◆ What to work on
Without the pictures, write out all the lines below exactly as they appear.

◆ Supplied material
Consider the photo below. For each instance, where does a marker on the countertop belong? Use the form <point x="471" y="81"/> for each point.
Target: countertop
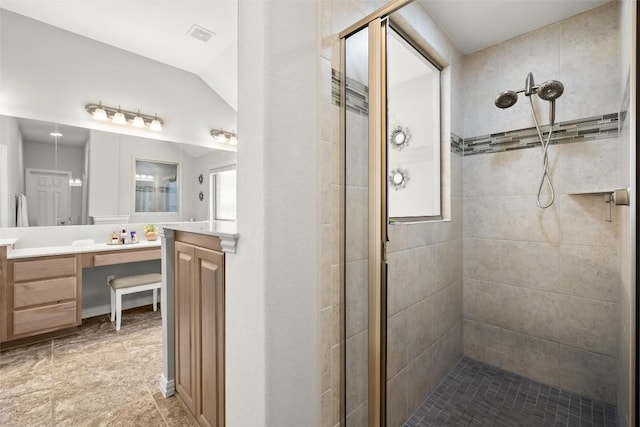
<point x="226" y="231"/>
<point x="222" y="229"/>
<point x="8" y="242"/>
<point x="77" y="249"/>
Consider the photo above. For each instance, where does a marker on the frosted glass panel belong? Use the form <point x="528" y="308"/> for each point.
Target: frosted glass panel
<point x="413" y="120"/>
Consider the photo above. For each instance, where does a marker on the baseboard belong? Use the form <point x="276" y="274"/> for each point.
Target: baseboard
<point x="127" y="304"/>
<point x="167" y="388"/>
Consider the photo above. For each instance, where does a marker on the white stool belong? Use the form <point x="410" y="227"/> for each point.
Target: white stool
<point x="128" y="285"/>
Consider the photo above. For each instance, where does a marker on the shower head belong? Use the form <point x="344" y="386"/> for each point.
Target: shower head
<point x="529" y="85"/>
<point x="550" y="90"/>
<point x="506" y="99"/>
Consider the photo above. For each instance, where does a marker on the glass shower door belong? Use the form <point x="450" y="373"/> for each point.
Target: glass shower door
<point x="356" y="277"/>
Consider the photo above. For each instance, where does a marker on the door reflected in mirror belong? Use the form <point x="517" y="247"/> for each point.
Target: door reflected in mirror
<point x="156" y="186"/>
<point x="83" y="176"/>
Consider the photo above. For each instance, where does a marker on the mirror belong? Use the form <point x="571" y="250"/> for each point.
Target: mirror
<point x="94" y="181"/>
<point x="156" y="186"/>
<point x="68" y="175"/>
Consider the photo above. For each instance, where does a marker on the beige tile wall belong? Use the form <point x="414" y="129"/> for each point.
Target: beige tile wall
<point x="581" y="52"/>
<point x="424" y="287"/>
<point x="541" y="287"/>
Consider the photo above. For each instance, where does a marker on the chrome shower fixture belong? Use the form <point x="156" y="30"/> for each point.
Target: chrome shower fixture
<point x="548" y="91"/>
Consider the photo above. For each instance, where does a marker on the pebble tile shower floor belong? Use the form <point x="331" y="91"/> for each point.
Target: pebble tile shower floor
<point x="477" y="394"/>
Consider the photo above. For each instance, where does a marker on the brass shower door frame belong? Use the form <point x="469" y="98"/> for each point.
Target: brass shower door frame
<point x="377" y="25"/>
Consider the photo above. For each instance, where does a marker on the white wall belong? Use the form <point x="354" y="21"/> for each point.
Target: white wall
<point x="70" y="158"/>
<point x="203" y="165"/>
<point x="10" y="136"/>
<point x="111" y="170"/>
<point x="272" y="280"/>
<point x="51" y="74"/>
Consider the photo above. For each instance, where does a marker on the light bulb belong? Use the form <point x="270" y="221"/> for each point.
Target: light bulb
<point x="155" y="124"/>
<point x="119" y="118"/>
<point x="138" y="121"/>
<point x="100" y="114"/>
<point x="221" y="138"/>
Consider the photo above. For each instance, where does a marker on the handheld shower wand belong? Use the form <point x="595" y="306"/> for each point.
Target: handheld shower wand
<point x="548" y="91"/>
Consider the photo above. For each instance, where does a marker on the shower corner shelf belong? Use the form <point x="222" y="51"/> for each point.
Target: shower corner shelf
<point x="590" y="192"/>
<point x="619" y="196"/>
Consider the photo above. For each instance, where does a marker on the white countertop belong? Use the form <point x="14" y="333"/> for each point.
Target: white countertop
<point x="71" y="249"/>
<point x="222" y="229"/>
<point x="225" y="230"/>
<point x="8" y="242"/>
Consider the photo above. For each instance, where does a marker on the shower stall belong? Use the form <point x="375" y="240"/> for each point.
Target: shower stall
<point x="463" y="301"/>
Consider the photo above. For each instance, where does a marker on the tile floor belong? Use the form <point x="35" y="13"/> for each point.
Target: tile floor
<point x="96" y="377"/>
<point x="477" y="394"/>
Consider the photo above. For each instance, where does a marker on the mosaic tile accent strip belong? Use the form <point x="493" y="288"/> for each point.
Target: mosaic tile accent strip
<point x="456" y="144"/>
<point x="477" y="394"/>
<point x="357" y="94"/>
<point x="589" y="128"/>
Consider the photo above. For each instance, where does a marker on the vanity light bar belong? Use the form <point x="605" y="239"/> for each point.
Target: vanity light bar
<point x="120" y="116"/>
<point x="224" y="137"/>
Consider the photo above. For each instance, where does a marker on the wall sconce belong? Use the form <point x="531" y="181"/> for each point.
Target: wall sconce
<point x="224" y="137"/>
<point x="123" y="117"/>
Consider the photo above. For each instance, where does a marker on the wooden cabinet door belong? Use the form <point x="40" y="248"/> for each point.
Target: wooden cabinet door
<point x="210" y="283"/>
<point x="185" y="324"/>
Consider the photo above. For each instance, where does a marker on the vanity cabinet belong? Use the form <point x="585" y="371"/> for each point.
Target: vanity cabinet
<point x="42" y="295"/>
<point x="199" y="327"/>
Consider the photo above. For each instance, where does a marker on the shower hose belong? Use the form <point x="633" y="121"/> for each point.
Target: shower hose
<point x="545" y="160"/>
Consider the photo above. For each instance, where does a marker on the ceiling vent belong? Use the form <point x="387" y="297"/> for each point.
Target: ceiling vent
<point x="200" y="33"/>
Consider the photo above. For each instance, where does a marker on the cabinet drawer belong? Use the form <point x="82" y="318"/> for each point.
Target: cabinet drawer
<point x="46" y="318"/>
<point x="44" y="291"/>
<point x="124" y="257"/>
<point x="43" y="269"/>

◆ Result of the exercise
Consider the photo below. For each instance, where does a marker on the countertop belong? Use the form <point x="471" y="81"/> for each point.
Target: countertop
<point x="226" y="231"/>
<point x="222" y="229"/>
<point x="8" y="242"/>
<point x="77" y="249"/>
Consider the photo above. For each instance, where does a marker on the frosted glass panel belong? Use the form <point x="528" y="308"/> for each point.
Target: frosted glass panel
<point x="413" y="120"/>
Consider the photo above. For each instance, where does a marker on the baseboard belong? Use the form <point x="276" y="274"/> for each point.
Target: baseboard
<point x="127" y="304"/>
<point x="167" y="388"/>
Consider the photo above. For each instance, where does a marker on the white stool belong? Use the form <point x="410" y="227"/> for each point.
Target: white stool
<point x="128" y="285"/>
Consider the photo above. For each instance, where does a marker on the shower head belong? Use the form <point x="344" y="386"/> for each point.
Target: shower head
<point x="529" y="85"/>
<point x="550" y="90"/>
<point x="506" y="99"/>
Consider the photo above. For each instance, where does a marker on the glass shower door belong? Use the form <point x="450" y="373"/> for each point.
Target: glass shower door
<point x="356" y="277"/>
Consider the photo above. For each instance, where does a marker on the door reflected in mirror belong? Use the form <point x="517" y="247"/> for each point.
Target: door reflected in mirror
<point x="156" y="186"/>
<point x="83" y="176"/>
Consider the photo above. For each instance, where does a marker on the mirror belong? Use the form <point x="571" y="250"/> for each point.
Target: mirror
<point x="94" y="181"/>
<point x="156" y="186"/>
<point x="68" y="175"/>
Consider the photo above. For each instance, where does a marker on the beige tile wall belong? Use the form <point x="414" y="129"/> for each point.
Target: beige tile wall
<point x="581" y="52"/>
<point x="424" y="287"/>
<point x="541" y="287"/>
Consider the photo above. For each instance, where does a marker on the chrome shower fixture belong? Use the form <point x="156" y="30"/> for each point.
Target: chrome shower fixture
<point x="548" y="91"/>
Consider the photo above. For each instance, where does a marker on the pebble tile shower floor belong? Use the form <point x="331" y="91"/> for each point.
Target: pebble tile shower floor
<point x="477" y="394"/>
Consider the photo above. For each instance, where does a marker on the brass shower door frame belong? Use the form <point x="469" y="98"/> for each point.
Target: brass shower door frame
<point x="377" y="25"/>
Consider the photo above. For each instance, where does a marker on the white wall belong? Use the form <point x="354" y="21"/> for each point.
Target: white wall
<point x="70" y="158"/>
<point x="203" y="165"/>
<point x="10" y="136"/>
<point x="111" y="170"/>
<point x="272" y="280"/>
<point x="51" y="74"/>
Consider the photo above. For each instance, where does a marker on the light bulb belong? Use the form <point x="270" y="221"/> for each point.
Target: light bulb
<point x="155" y="124"/>
<point x="119" y="118"/>
<point x="138" y="121"/>
<point x="100" y="114"/>
<point x="221" y="138"/>
Consider the photo above. For each instance, where does a marker on the handheld shower wand belong? Use the form <point x="595" y="306"/> for each point.
Target: handheld shower wand
<point x="548" y="91"/>
Consider the photo above. For each instance, where does a marker on the shower corner shelf belong? Use the form <point x="222" y="51"/> for each point.
Target: shower corner shelf
<point x="590" y="192"/>
<point x="619" y="196"/>
Consider the photo above. For each instance, where does a marker on the white countertop belong? Use the form <point x="14" y="333"/> for each point.
Target: white countertop
<point x="71" y="249"/>
<point x="222" y="229"/>
<point x="225" y="230"/>
<point x="8" y="242"/>
Consider the photo above. For each instance, where does a marker on the shower stall belong? Use the form <point x="375" y="240"/> for each point.
Target: shower stall
<point x="463" y="301"/>
Consider the photo above. For each instance, where does a marker on the tile floor belong? Use the form <point x="35" y="13"/> for each point.
Target: tile floor
<point x="96" y="377"/>
<point x="477" y="394"/>
Consider the photo above. For each instance, where does a marker on the mosaic tile accent strip belong? Use the form <point x="493" y="288"/> for each point.
Target: mosaic tile accent strip
<point x="456" y="144"/>
<point x="477" y="394"/>
<point x="357" y="94"/>
<point x="589" y="128"/>
Consider the photo above. For each instance, where does a marker on the vanity light bar belong? Use the form <point x="605" y="239"/> for each point.
Target: vanity light bar
<point x="120" y="116"/>
<point x="224" y="137"/>
Consider the photo above. For each instance, where does a marker on the wall sconce belong? Use the form <point x="531" y="181"/> for each point.
Target: wall sconce
<point x="224" y="137"/>
<point x="123" y="117"/>
Consider the photo above. For each instance, where does a marker on the wooden cabinet door belong? Use the form <point x="40" y="248"/> for each point.
Target: wooden cabinet door
<point x="210" y="283"/>
<point x="185" y="324"/>
Consider the photo above. For each instance, where does a marker on the vanity cabinet belong? Use the form <point x="585" y="371"/> for each point.
Target: vanity cabinet
<point x="42" y="295"/>
<point x="199" y="327"/>
Consider the photo above. For each instance, where does a marker on the shower hose belong? Use the form <point x="633" y="121"/> for each point.
Target: shower hose
<point x="545" y="160"/>
Consider the photo above. For each instance, where does a marker on the ceiling vent belong? Use the form <point x="387" y="297"/> for each point.
Target: ceiling vent
<point x="200" y="33"/>
Consider the photo above. For each instance, where does a marker on the cabinet drawer belong? Use the form <point x="82" y="318"/> for each point.
Target: cabinet drawer
<point x="46" y="318"/>
<point x="44" y="291"/>
<point x="124" y="257"/>
<point x="43" y="269"/>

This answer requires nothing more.